**What to work on**
Rewrite the lines between the ones holding "y=520, one point per instance." and "x=671, y=177", inclusive, with the requests included. Scale each answer coordinate by 2.25 and round to whole numbers, halves up, while leaving every number in the requests unchanged.

-- begin Supplied data --

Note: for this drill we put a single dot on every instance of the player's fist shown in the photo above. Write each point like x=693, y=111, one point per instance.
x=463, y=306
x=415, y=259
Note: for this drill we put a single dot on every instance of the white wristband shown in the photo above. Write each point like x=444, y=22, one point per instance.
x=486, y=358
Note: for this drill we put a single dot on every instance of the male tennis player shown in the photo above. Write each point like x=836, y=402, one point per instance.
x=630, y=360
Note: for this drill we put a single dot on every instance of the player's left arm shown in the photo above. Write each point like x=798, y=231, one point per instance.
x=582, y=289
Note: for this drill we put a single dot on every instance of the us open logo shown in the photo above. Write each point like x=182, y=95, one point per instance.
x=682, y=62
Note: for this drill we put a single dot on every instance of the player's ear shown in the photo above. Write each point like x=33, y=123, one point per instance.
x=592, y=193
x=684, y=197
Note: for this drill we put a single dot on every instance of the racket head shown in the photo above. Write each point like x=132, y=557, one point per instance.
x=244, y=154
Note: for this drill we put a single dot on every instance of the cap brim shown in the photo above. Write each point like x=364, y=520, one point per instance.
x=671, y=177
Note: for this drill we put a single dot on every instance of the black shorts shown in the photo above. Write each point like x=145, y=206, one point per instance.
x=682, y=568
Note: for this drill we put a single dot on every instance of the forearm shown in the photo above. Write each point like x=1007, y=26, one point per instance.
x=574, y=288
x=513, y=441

-- end Supplied data --

**Reply**
Note: for this drill we put a single dot on every instance of the cap brim shown in the photo above. Write each point like x=364, y=520, one point per instance.
x=1510, y=398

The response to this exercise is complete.